▶ **EXERCISE DIRECTIONS**: Set down exactly the lines from the one containing "facade, writing one line per instance." through the last line of the records below, both included, and nothing else.

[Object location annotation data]

####

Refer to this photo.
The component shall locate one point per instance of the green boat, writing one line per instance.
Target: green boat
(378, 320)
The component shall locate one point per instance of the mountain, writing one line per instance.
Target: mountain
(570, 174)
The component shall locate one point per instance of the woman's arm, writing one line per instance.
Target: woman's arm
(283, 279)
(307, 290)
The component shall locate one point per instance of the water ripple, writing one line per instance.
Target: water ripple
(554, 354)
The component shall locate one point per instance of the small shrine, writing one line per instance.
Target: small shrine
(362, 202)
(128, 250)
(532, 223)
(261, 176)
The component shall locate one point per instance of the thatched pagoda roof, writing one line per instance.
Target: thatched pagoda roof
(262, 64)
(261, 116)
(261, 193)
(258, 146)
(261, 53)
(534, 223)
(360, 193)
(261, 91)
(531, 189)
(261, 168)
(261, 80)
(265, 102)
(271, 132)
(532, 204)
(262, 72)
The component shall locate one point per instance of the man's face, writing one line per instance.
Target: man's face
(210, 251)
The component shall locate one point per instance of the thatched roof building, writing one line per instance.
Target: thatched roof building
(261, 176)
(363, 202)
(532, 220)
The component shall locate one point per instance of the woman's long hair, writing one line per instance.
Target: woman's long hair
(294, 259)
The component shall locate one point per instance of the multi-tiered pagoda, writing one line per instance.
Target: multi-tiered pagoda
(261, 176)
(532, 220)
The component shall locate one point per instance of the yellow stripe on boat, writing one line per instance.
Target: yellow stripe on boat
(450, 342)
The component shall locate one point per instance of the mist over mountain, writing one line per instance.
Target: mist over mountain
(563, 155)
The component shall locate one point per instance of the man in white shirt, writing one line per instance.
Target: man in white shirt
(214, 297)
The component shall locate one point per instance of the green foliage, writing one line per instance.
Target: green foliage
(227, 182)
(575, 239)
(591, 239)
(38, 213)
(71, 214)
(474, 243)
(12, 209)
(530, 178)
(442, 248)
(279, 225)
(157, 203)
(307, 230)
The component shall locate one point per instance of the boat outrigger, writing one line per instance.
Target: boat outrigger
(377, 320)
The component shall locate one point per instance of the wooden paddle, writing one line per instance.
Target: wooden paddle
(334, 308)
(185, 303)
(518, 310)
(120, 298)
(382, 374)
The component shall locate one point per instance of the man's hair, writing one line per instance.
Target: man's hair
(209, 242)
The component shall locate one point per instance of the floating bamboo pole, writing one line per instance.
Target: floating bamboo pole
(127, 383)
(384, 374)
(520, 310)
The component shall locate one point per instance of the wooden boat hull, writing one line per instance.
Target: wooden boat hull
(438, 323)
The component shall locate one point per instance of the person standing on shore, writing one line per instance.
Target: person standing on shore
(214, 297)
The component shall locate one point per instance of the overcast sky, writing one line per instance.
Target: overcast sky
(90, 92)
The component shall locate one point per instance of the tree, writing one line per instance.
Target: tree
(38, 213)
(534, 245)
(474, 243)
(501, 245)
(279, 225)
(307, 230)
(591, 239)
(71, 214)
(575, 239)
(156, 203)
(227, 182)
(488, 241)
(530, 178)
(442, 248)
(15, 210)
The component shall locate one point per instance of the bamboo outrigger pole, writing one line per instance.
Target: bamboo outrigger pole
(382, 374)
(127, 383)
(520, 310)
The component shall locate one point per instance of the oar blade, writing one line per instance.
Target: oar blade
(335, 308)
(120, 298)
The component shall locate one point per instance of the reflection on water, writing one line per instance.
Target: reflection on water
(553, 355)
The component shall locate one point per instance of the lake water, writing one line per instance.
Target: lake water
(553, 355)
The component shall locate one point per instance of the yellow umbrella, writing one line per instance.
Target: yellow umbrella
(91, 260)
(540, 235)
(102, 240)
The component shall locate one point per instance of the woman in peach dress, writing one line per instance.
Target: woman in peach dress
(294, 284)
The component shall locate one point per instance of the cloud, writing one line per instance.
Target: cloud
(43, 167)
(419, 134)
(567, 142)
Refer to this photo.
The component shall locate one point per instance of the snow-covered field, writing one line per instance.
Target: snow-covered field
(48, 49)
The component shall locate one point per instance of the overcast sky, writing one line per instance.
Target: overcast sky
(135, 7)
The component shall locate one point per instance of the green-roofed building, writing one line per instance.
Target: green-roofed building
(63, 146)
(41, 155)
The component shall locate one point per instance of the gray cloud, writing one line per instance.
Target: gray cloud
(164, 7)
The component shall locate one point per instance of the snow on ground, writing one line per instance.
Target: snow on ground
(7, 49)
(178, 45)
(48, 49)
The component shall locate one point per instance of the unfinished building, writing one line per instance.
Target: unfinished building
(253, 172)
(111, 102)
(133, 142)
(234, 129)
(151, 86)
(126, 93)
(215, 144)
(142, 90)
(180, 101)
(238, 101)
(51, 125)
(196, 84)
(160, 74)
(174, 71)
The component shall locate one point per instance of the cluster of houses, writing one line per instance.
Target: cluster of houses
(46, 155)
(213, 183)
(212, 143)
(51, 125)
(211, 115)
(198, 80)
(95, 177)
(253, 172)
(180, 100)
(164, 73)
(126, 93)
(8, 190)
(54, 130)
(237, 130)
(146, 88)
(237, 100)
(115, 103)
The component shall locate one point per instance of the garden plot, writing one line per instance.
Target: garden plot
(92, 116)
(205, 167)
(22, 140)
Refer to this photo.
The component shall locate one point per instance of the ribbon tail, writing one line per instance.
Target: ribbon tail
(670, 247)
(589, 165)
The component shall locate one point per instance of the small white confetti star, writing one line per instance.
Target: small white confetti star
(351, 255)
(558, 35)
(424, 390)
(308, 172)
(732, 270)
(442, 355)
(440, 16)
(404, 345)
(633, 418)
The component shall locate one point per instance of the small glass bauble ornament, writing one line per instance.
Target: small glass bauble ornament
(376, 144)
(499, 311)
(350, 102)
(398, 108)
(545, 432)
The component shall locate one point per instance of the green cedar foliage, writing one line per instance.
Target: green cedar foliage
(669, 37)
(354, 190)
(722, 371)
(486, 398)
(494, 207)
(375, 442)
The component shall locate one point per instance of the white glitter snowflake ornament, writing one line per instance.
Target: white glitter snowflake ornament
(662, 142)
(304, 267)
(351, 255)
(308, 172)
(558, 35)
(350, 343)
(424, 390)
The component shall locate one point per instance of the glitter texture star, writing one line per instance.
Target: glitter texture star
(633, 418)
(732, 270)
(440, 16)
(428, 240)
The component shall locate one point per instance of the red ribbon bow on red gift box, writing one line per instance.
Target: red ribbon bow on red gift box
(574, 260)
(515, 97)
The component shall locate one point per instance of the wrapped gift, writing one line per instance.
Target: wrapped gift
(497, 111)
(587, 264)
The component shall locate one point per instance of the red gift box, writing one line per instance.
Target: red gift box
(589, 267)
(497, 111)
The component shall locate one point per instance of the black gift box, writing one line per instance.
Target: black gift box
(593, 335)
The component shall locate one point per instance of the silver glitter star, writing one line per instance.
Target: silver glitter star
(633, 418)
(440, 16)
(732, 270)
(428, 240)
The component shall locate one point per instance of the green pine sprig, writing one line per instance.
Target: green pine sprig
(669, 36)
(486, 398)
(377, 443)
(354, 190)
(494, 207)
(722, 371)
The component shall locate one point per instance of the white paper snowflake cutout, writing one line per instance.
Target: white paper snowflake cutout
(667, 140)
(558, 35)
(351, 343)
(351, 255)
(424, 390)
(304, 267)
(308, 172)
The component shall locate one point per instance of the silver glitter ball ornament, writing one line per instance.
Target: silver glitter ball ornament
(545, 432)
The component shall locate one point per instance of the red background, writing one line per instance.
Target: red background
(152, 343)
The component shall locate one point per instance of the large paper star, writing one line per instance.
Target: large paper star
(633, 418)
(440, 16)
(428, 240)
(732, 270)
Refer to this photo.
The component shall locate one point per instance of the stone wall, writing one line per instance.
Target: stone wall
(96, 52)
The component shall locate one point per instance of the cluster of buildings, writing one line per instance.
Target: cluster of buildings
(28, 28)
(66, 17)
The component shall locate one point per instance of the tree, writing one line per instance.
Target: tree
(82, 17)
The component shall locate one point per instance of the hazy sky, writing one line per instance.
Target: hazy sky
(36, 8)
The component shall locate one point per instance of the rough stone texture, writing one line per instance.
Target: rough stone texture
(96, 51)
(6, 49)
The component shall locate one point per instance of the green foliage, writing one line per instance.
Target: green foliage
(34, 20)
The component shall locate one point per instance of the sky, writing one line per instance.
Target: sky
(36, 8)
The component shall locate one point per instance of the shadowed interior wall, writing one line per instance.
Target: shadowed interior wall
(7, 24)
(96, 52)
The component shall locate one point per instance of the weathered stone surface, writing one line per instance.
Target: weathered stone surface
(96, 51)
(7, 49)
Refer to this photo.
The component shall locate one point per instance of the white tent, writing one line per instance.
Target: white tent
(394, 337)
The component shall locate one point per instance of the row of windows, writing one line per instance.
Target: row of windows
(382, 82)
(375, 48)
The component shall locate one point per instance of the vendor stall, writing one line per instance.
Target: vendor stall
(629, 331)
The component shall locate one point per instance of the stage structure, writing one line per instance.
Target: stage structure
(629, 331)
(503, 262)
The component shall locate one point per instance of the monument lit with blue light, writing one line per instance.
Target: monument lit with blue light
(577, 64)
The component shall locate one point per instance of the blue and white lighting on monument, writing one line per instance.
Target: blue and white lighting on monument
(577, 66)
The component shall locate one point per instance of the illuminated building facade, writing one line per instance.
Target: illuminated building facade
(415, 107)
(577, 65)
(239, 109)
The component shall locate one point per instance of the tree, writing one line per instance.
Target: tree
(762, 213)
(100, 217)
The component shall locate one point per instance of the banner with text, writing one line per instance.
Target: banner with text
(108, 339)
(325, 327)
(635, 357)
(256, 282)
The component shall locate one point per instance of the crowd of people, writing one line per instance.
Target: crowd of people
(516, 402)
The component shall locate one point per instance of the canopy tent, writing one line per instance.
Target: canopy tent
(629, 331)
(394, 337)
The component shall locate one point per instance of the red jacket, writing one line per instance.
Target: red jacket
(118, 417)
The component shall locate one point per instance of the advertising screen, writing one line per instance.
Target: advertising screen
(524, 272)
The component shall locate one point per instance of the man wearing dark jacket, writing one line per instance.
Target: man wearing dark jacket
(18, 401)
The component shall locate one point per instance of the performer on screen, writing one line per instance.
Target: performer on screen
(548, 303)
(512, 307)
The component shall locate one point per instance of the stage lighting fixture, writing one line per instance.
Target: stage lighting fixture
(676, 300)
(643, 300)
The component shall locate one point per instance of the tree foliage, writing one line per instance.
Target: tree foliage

####

▶ **ANSWER TO THE PROBLEM**:
The component shall locate one point per instance of the illuminated building facade, writing one line per instance.
Target: illuminated building facade
(415, 107)
(577, 65)
(239, 109)
The component shall locate one point per instance of the tree, writing one line per instance.
Target: tree
(762, 213)
(100, 217)
The component shall locate one point per instance of the banner with text, writing one line per instance.
Target: banner with text
(108, 339)
(325, 327)
(635, 357)
(256, 282)
The component shall locate one point per instance of the crowd of people, writing one line per instance.
Target: crowd of people
(516, 402)
The component shall locate one point per instance of the canopy tent, writing one line per instance.
Target: canopy tent
(629, 331)
(394, 337)
The component shall locate one point per instance of the red jacket, writing one line per instance.
Target: red jacket
(118, 417)
The component shall locate one point per instance of the advertising screen, writing one line per instance.
Target: advertising screen
(524, 272)
The component shall locate one point per instance of the man wearing dark jacket, writing one line per instance.
Target: man wearing dark jacket
(18, 401)
The component shall locate one point per instance of the performer on screen, writing one line per instance.
Target: performer on screen
(548, 303)
(512, 307)
The component shall locate one point per instance of the stage lighting fixture, writing one line per instance.
Target: stage lighting fixture
(676, 300)
(643, 300)
The component shall locate one point per instance of the tree foliage, writing one line per instance.
Target: tree foliage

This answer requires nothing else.